◆ Brief: A verbatim copy of the data below is the required output.

(Saved entries)
BEGIN

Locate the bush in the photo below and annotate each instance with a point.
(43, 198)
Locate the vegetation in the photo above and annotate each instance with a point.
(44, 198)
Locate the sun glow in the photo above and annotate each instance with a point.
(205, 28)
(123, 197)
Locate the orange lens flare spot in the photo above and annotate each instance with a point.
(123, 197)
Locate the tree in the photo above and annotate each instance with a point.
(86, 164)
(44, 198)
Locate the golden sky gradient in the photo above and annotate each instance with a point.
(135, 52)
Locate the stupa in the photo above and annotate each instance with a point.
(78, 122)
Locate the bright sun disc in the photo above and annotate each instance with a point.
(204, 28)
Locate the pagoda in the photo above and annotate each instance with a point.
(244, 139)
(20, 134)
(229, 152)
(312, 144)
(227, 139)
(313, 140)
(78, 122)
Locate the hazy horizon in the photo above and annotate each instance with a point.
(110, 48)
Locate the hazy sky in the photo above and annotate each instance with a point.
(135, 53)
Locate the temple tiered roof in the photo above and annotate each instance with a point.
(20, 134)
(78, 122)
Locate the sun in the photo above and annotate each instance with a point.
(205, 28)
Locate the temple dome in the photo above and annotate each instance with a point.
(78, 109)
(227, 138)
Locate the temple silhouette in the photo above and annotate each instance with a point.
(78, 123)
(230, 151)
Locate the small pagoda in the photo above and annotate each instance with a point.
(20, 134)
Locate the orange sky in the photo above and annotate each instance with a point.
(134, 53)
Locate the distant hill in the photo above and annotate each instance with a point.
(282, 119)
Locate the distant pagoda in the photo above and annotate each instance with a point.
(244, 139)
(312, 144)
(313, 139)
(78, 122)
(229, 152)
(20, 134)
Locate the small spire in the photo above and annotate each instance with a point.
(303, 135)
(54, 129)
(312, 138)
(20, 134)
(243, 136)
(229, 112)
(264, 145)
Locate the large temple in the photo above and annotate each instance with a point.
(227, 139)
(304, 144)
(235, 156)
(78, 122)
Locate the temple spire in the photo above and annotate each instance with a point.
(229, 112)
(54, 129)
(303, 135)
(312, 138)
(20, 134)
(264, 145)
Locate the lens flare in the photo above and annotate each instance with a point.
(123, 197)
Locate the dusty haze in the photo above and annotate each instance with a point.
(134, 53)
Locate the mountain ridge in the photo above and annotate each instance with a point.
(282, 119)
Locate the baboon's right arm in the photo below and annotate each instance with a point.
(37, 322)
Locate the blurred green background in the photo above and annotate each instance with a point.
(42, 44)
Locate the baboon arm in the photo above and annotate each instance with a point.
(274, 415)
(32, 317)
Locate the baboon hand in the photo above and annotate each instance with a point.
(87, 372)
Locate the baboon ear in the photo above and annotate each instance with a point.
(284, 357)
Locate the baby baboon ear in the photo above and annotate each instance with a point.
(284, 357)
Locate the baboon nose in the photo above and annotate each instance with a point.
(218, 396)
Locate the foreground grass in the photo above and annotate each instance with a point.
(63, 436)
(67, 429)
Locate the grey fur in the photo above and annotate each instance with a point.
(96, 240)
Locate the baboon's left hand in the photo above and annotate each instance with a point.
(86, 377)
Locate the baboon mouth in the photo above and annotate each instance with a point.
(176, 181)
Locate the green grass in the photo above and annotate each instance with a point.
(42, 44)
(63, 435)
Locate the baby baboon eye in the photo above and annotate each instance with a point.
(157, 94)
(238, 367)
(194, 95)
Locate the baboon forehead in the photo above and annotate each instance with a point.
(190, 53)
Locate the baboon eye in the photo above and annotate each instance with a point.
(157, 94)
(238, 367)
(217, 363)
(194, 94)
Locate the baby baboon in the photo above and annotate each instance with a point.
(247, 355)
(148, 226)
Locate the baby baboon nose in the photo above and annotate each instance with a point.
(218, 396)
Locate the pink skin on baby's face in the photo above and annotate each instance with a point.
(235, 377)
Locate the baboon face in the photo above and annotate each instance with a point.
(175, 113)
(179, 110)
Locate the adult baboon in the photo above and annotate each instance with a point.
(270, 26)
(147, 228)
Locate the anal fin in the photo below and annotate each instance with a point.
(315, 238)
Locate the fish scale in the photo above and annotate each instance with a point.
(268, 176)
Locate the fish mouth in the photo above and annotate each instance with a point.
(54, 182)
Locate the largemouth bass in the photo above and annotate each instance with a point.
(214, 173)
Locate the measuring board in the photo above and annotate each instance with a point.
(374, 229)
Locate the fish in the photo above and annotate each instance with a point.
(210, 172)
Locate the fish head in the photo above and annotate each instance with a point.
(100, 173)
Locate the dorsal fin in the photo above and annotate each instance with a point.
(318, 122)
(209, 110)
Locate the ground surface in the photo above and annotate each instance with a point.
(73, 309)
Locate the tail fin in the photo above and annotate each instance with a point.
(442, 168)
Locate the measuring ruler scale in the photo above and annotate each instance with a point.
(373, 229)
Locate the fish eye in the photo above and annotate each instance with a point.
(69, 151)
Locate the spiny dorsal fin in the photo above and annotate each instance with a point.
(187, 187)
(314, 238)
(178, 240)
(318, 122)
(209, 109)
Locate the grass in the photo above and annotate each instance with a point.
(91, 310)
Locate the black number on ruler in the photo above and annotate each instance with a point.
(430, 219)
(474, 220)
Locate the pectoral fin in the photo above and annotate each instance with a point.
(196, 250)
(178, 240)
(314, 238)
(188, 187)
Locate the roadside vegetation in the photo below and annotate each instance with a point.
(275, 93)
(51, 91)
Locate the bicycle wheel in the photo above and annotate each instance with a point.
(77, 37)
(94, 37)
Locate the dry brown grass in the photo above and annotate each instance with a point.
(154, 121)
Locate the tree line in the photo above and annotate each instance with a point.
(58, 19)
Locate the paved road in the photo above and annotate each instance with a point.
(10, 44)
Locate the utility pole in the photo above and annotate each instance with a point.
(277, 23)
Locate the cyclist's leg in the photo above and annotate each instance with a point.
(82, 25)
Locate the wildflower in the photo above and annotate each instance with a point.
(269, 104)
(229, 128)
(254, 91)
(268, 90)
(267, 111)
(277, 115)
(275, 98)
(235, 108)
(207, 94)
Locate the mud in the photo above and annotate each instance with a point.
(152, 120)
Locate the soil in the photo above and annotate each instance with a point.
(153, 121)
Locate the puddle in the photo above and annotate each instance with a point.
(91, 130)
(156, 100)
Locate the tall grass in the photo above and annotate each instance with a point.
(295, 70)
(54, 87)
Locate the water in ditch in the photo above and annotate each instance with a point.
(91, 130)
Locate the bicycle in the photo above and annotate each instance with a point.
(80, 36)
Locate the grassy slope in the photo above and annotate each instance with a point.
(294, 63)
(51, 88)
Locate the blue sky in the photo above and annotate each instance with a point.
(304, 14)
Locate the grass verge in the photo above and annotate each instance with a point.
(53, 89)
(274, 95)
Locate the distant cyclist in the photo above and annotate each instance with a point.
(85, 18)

END

◆ Solution to this exercise:
Locate the bush in the photo below and annotate each instance with a point.
(43, 198)
Locate the vegetation in the photo above and annotate each instance with a point.
(44, 198)
Locate the sun glow in the photo above and annotate each instance with a point.
(205, 28)
(123, 197)
Locate the orange lens flare spot in the photo above and annotate each instance with a point.
(123, 197)
Locate the tree in the photo above and annotate each instance with a point.
(86, 164)
(44, 198)
Locate the golden sky gradient in the photo above and annotate each instance with a point.
(135, 52)
Locate the stupa in the photo above and annotate each instance with a point.
(78, 122)
Locate the bright sun disc in the photo above and annotate each instance with a point.
(204, 28)
Locate the pagoda in the photo above and annotate each instance with a point.
(244, 139)
(20, 134)
(229, 152)
(312, 144)
(227, 139)
(313, 140)
(78, 122)
Locate the hazy horizon in the photo above and annotate each instance with a point.
(110, 48)
Locate the hazy sky in the photo above and annotate each instance with a point.
(135, 53)
Locate the temple tiered roof in the photo above and annotate each instance with a point.
(20, 134)
(78, 122)
Locate the sun in the photo above and annotate each instance with a point.
(205, 28)
Locate the temple dome in the photo above and annotate each instance with a point.
(78, 109)
(227, 138)
Locate the temple silhouette in the photo above and annotate each instance with a point.
(78, 123)
(230, 151)
Locate the small pagoda in the photo above and annotate each instance with a point.
(20, 134)
Locate the orange sky in the photo above and annotate each instance with a point.
(134, 53)
Locate the distant hill in the photo above and annotate each instance with a point.
(282, 119)
Locate the distant pagoda in the photo above and annotate each instance with a point.
(244, 139)
(312, 144)
(313, 139)
(78, 122)
(229, 152)
(20, 134)
Locate the small spire in the photo above and annotate each instance with a point.
(303, 135)
(54, 129)
(312, 138)
(20, 134)
(243, 136)
(229, 112)
(264, 145)
Locate the large temple in the photo above and annotate each instance with a point.
(227, 139)
(304, 144)
(235, 156)
(78, 122)
Locate the temple spire in the photo above and annotate each instance with a point.
(229, 112)
(54, 129)
(303, 135)
(312, 138)
(20, 134)
(264, 145)
Locate the lens flare in the photo above and annotate each instance with a point.
(123, 197)
Locate the dusty haze in the photo above and annotate each instance with a point.
(134, 53)
Locate the mountain ridge in the photo above and annotate each instance with a point.
(282, 119)
Locate the baboon's right arm in the photo below and annotate each instance with a point.
(37, 322)
Locate the blurred green background in the photo above and annotate each instance with a point.
(42, 44)
Locate the baboon arm in the photo above and annotate each instance with a point.
(274, 415)
(32, 317)
Locate the baboon hand in the photo above and annotate each instance with a point.
(87, 372)
Locate the baboon ear in the photo above and annotate each instance with a point.
(284, 357)
Locate the baby baboon ear in the photo above and annotate each instance with a point.
(284, 357)
Locate the baboon nose in the photo above and annotate each instance with a point.
(218, 396)
Locate the foreground grass in the photo above and annotate each instance with a point.
(63, 436)
(67, 429)
Locate the grey fur in the photo above and annotate each instance with a point.
(96, 240)
Locate the baboon's left hand in the photo above and annotate each instance with a point.
(86, 377)
Locate the baboon mouth in the photo above and annotate each instance with a point.
(176, 181)
Locate the green grass in the photo above and annotate each instance with a point.
(42, 44)
(63, 435)
Locate the baby baboon eye in the photo above and annotate each instance with a point.
(157, 94)
(238, 367)
(194, 95)
Locate the baboon forehead in the photo above and annotate each instance with a point.
(190, 53)
Locate the baboon eye in the photo above and annotate each instance with a point.
(157, 94)
(238, 367)
(217, 363)
(194, 94)
Locate the baby baboon in the photo above and annotate each instance with a point.
(247, 355)
(148, 226)
Locate the baby baboon nose in the photo above and annotate each instance with a point.
(218, 396)
Locate the pink skin on baby's face in the photo above and annotate each instance with a point.
(235, 377)
Locate the baboon face in the photo above and annotate each instance with a point.
(175, 113)
(179, 110)
Locate the adult baboon in the photo above and annotate each instance with a point.
(270, 26)
(147, 228)
Locate the anal fin in the photo below and annotate each instance with a point.
(315, 238)
Locate the fish scale in the photo above and annotate each instance with a point.
(268, 176)
Locate the fish mouth in the photo above and annotate each instance with a point.
(54, 182)
Locate the largemouth bass in the photo above and annotate each instance with a point.
(214, 173)
Locate the measuring board in the photo above and annotate each instance with a point.
(374, 229)
Locate the fish in the photo above and annotate each instance with a point.
(210, 172)
Locate the fish head in the photo above and annotate each instance with a point.
(100, 173)
Locate the dorsal fin in the photo above and annotate each instance with a point.
(318, 122)
(209, 110)
Locate the ground surface in the photo above and annotate each instance with a point.
(73, 309)
Locate the tail fin in the photo above and annotate each instance with a point.
(442, 168)
Locate the measuring ruler scale in the photo above and annotate each instance with a point.
(373, 229)
Locate the fish eye in the photo above and annotate each instance with a point.
(69, 151)
Locate the spiny dorsal fin in the photo above and annotate each instance with a point.
(187, 187)
(314, 238)
(178, 240)
(318, 122)
(209, 109)
Locate the grass in the photo above and annotate each instance with a point.
(91, 310)
Locate the black number on ruler in the photo above and annotate each instance with a point.
(430, 219)
(474, 220)
Locate the pectoral fin in the photo above and annotate each instance with a point.
(196, 250)
(178, 240)
(314, 238)
(188, 187)
Locate the roadside vegetation in the photo below and annotate each instance with a point.
(275, 93)
(51, 91)
Locate the bicycle wheel in the photo above and annotate each instance with a point.
(77, 37)
(94, 37)
Locate the dry brown grass in the photo above and annotate each instance with a point.
(154, 121)
Locate the tree line in the photo above and annotate each instance with a point.
(58, 19)
Locate the paved road in the photo above and annotate each instance with a point.
(10, 44)
Locate the utility pole in the photo above and annotate each instance with a point.
(277, 23)
Locate the cyclist's leg in the photo above and annotate each instance with a point.
(82, 25)
Locate the wildflower in the photo above and annotate each instance with a point.
(269, 104)
(229, 128)
(254, 91)
(268, 90)
(267, 111)
(277, 115)
(275, 98)
(235, 108)
(207, 94)
Locate the mud in the photo above and annotate each instance with a point.
(152, 120)
Locate the soil in the photo above and annotate each instance with a point.
(153, 121)
Locate the puddle in the photo above and annotate each instance with a point.
(91, 130)
(156, 100)
Locate the tall grass in the photo above and annotate each instance with a point.
(295, 70)
(54, 87)
Locate the water in ditch in the photo above and annotate each instance with a point.
(91, 130)
Locate the bicycle in the photo above and annotate each instance with a point.
(80, 36)
Locate the grassy slope in the photo above and annotate each instance with a point.
(294, 63)
(51, 88)
Locate the blue sky in the photo above and annotate each instance with a point.
(304, 14)
Locate the grass verge in the photo above and annotate each instance with a point.
(53, 89)
(274, 95)
Locate the distant cyclist in the photo above and annotate each instance with a point.
(85, 18)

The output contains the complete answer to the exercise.